= The exercise =
Return every line in the rows below that contains the word "person", with case counting.

= Records for the task =
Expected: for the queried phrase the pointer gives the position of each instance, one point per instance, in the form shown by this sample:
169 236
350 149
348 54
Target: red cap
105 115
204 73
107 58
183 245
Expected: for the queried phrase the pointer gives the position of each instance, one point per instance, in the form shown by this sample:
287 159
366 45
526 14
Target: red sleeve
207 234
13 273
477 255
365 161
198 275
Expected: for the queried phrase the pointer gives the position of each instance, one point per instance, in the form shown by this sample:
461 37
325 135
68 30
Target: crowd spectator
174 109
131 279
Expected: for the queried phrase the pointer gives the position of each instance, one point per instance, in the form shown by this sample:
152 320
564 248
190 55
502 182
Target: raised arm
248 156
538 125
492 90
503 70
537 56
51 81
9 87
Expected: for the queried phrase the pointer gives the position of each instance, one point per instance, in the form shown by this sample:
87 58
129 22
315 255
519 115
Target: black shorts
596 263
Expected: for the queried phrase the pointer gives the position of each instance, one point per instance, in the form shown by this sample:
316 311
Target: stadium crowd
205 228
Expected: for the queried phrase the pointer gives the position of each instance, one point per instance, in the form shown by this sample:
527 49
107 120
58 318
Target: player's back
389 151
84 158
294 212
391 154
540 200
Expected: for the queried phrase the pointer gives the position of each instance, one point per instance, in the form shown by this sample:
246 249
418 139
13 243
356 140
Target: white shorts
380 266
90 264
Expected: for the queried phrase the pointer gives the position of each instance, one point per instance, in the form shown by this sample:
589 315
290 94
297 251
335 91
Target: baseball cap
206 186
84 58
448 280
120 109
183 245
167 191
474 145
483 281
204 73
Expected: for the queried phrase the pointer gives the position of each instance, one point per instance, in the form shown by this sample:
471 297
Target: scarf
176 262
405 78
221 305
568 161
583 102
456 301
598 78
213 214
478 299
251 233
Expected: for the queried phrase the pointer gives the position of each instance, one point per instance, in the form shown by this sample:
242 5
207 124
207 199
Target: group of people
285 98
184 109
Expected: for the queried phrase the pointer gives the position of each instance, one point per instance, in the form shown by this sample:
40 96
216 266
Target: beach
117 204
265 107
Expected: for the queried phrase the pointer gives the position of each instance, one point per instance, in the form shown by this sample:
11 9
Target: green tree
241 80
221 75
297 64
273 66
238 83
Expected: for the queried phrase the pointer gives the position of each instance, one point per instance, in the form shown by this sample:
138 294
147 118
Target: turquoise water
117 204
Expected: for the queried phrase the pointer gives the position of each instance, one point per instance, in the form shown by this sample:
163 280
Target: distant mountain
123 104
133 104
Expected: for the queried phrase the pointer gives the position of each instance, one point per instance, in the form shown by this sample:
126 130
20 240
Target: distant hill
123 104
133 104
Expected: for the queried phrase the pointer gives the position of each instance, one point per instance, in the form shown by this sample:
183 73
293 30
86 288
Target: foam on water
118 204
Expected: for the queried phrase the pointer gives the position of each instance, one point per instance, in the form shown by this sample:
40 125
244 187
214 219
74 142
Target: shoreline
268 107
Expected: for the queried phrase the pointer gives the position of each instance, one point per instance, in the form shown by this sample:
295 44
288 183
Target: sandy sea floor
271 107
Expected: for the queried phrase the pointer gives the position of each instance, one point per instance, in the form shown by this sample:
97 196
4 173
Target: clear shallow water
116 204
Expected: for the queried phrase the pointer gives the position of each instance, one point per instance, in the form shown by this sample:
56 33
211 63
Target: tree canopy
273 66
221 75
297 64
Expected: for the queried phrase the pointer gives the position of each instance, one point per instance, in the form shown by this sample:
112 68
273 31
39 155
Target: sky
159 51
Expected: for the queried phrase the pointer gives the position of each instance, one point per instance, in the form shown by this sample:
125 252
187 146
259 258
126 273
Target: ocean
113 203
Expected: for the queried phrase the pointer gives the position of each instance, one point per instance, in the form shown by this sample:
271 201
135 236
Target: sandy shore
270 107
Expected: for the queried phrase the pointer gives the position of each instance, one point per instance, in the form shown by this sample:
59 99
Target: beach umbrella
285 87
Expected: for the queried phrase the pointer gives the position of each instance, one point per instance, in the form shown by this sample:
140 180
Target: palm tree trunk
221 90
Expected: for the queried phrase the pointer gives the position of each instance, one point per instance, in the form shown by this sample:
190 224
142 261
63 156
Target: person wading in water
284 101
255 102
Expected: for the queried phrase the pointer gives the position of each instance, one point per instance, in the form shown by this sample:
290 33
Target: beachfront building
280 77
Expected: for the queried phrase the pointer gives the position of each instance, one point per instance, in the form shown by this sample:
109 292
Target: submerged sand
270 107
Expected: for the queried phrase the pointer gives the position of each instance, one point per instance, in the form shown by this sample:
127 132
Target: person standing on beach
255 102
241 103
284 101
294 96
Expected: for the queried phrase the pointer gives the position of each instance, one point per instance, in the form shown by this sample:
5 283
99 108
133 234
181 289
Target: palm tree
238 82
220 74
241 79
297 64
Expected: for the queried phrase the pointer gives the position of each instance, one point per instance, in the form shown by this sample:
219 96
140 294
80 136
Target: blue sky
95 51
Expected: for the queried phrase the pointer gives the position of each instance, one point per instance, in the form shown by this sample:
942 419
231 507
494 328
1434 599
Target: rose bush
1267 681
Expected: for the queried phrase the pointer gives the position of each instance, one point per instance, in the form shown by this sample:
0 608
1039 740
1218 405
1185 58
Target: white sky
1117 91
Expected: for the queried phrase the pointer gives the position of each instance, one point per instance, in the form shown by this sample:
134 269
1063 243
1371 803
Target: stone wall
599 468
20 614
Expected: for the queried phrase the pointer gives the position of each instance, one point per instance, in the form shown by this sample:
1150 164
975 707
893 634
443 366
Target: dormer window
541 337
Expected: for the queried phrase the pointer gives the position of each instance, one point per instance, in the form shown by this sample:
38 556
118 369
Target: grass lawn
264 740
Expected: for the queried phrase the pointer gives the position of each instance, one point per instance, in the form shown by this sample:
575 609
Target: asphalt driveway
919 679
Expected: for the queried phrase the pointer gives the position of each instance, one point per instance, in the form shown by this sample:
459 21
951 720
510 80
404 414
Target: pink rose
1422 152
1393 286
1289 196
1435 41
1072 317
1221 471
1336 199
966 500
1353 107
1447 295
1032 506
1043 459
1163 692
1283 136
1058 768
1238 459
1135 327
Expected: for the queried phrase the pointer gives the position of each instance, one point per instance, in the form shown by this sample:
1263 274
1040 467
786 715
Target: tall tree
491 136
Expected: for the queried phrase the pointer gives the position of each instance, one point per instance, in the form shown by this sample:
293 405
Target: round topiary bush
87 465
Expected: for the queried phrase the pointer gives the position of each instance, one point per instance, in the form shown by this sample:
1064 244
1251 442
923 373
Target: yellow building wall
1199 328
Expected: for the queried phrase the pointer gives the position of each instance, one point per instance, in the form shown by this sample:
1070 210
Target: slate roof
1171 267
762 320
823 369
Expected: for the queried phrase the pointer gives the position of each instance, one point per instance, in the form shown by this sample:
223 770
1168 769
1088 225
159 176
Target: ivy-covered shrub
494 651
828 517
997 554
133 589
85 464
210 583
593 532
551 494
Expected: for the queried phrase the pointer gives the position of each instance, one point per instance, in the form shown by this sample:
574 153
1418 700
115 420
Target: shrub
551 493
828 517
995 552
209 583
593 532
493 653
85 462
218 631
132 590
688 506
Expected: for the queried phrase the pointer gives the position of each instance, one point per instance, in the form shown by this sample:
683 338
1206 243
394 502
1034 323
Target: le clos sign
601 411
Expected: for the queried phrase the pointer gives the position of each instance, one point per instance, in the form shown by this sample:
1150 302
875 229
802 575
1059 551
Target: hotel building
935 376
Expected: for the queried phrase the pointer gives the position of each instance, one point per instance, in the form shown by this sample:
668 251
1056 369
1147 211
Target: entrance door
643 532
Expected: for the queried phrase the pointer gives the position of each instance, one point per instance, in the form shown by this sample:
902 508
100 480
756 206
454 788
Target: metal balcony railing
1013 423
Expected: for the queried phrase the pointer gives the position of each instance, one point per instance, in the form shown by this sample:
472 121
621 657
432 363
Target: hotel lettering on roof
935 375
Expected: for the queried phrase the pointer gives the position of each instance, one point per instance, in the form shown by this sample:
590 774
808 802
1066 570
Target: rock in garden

= Answer for the task =
Target: person wading in water
Target: person standing on beach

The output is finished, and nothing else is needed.